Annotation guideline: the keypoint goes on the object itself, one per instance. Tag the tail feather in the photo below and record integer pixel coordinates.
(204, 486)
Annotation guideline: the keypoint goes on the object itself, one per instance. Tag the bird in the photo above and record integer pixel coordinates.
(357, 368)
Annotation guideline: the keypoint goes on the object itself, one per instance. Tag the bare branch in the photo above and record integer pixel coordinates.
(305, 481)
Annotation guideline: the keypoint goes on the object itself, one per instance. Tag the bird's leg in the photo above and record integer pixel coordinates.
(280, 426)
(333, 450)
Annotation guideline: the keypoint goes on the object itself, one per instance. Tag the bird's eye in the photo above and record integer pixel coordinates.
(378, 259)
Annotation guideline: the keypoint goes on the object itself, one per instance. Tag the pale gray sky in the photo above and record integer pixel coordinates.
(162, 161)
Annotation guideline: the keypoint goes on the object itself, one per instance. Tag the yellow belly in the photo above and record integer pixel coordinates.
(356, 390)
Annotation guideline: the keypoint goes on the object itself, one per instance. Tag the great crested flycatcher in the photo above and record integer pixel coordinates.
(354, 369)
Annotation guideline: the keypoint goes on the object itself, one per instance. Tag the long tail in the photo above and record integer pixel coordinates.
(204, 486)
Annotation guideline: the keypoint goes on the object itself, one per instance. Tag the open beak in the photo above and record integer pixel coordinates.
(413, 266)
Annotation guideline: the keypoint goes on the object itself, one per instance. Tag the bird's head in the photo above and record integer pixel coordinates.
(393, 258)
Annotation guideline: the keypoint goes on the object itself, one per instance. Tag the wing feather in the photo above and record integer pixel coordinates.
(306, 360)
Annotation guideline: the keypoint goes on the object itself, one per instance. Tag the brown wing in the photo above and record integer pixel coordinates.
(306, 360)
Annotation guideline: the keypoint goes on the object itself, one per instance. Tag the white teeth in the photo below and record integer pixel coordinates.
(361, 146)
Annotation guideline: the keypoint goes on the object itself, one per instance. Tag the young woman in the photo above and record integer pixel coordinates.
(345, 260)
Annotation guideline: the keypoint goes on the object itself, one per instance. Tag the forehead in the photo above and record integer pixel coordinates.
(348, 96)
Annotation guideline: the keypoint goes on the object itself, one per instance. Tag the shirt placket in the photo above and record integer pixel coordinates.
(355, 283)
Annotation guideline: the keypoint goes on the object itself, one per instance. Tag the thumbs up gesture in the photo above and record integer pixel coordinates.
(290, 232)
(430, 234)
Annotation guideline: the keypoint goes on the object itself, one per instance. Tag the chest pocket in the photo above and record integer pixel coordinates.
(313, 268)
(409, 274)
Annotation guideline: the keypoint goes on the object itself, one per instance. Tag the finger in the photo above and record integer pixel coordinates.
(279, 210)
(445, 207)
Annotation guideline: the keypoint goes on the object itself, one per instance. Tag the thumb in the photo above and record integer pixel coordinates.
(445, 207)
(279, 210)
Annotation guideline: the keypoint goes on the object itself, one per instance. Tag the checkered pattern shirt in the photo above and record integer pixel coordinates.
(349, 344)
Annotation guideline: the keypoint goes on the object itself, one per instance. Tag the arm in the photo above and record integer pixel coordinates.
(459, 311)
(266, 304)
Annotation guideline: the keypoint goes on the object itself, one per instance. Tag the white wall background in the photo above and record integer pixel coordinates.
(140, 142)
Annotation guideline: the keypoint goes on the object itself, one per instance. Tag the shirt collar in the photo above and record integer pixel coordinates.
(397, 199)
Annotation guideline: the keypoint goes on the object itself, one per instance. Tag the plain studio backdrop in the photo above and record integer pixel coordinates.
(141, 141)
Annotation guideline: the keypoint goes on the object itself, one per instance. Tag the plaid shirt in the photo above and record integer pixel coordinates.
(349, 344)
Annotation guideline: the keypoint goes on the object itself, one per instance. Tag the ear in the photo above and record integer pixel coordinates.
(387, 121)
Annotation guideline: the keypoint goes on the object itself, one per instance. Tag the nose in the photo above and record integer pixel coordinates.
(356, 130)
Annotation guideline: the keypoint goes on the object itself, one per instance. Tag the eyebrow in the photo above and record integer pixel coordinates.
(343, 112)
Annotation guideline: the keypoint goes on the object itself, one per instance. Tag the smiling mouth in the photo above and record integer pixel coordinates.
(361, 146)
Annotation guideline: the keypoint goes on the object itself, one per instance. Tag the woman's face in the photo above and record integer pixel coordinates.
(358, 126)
----------
* Directions
Write the material above out in full, exactly as it reads.

* Task solution
Annotation guideline: the keypoint goes on the object itself, one per instance. Tag the tail feather in the photo below and record integer pixel coordinates.
(204, 486)
Annotation guideline: the keypoint goes on the object itself, one per instance. Tag the bird in the photo above and record integer pixel coordinates.
(357, 368)
Annotation guideline: the keypoint goes on the object itself, one per instance. Tag the bare branch in the photo above and record integer pixel coordinates.
(305, 481)
Annotation guideline: the keypoint goes on the object itself, one per instance. Tag the bird's leg in the photo above and record integer pixel coordinates.
(280, 426)
(333, 450)
Annotation guideline: the keypoint goes on the object itself, one per instance. Tag the bird's eye in the photo above and record integer pixel coordinates.
(378, 259)
Annotation guideline: the keypoint goes on the object itself, one per instance. Tag the pale gray sky in the photo above and record integer pixel coordinates.
(162, 161)
Annotation guideline: the keypoint goes on the object itself, one per instance. Tag the yellow belly in the photo above and record integer pixel coordinates.
(356, 390)
Annotation guideline: the keypoint goes on the object itself, one per instance. Tag the great crested flycatcher in the photo above and record integer pixel coordinates.
(354, 369)
Annotation guideline: the keypoint goes on the object itself, one per instance. Tag the long tail in the photo above and record integer pixel coordinates.
(204, 486)
Annotation guideline: the keypoint goes on the object itself, one per instance. Tag the open beak in the photo above and record integer pixel coordinates.
(413, 266)
Annotation guideline: the keypoint goes on the object itself, one per instance. Tag the bird's head in the photo above and record integer pixel coordinates.
(393, 258)
Annotation guideline: the keypoint goes on the object itself, one per instance. Tag the wing feather in the photo above and record integer pixel coordinates.
(306, 360)
Annotation guideline: the keypoint goes on the object itself, one per instance. Tag the brown wing in the photo above and record integer pixel coordinates.
(306, 360)
Annotation guideline: the keypoint goes on the object itself, one per instance. Tag the white teeth in the photo below and record integer pixel coordinates.
(361, 146)
Annotation guideline: the keypoint goes on the object itself, one per instance. Tag the young woman in the photo above and record integer pixel coordinates.
(345, 260)
Annotation guideline: the keypoint goes on the object itself, one per instance. Tag the forehead in the photo above and record integer pixel coordinates.
(348, 96)
Annotation guideline: the keypoint goes on the object itself, one per instance. Tag the shirt placket in the photo above and record integer pixel coordinates.
(355, 283)
Annotation guideline: the keypoint goes on the object itself, one per instance. Tag the thumbs up gesture in the photo above and record integer pixel coordinates.
(290, 232)
(430, 234)
Annotation guideline: the keypoint goes on the object itself, one per instance. Tag the chest pocket in the photo above and record integer pixel coordinates.
(313, 268)
(409, 274)
Annotation guideline: the keypoint goes on the object itself, one per instance. Tag the finger in the photo above and record integer pixel coordinates.
(279, 210)
(445, 207)
Annotation guideline: the keypoint goes on the object itself, one per instance. Tag the thumb in the photo above and record integer pixel coordinates.
(445, 207)
(279, 210)
Annotation guideline: the keypoint goes on the object itself, one per instance. Tag the checkered pattern shirt in the photo above and record integer pixel coordinates.
(349, 344)
Annotation guideline: the keypoint goes on the object itself, one per instance. Tag the arm in the photo above and record integer pixel coordinates.
(459, 311)
(266, 304)
Annotation guideline: the keypoint goes on the object itself, one per instance. Tag the white wall background in the photo above and record integer pixel coordinates.
(140, 142)
Annotation guideline: the keypoint goes on the object itself, one per instance. Tag the shirt collar in the photo above and record integer pixel coordinates.
(397, 199)
Annotation guideline: the keypoint goes on the object itself, one per instance. Tag the plain studio backdrop in the photo above and record integer pixel coordinates.
(141, 141)
Annotation guideline: the keypoint goes on the object itself, one per instance. Tag the plaid shirt in the photo above and record integer pixel coordinates.
(349, 344)
Annotation guideline: the keypoint goes on the object itself, one per instance. Tag the ear in the photo above and record integer pixel coordinates.
(387, 121)
Annotation guideline: the keypoint goes on the object itself, one per instance. Tag the nose in the photo above and record integer pixel coordinates.
(356, 130)
Annotation guideline: the keypoint goes on the object itself, one per instance. Tag the eyebrow in the photo above and record integer pixel coordinates.
(343, 112)
Annotation guideline: the keypoint goes on the object itself, one per instance. Tag the smiling mouth in the photo above and record integer pixel coordinates.
(361, 146)
Annotation guideline: the keypoint goes on the object itself, one per instance. Tag the woman's face in the photo above and record integer pixel coordinates.
(358, 126)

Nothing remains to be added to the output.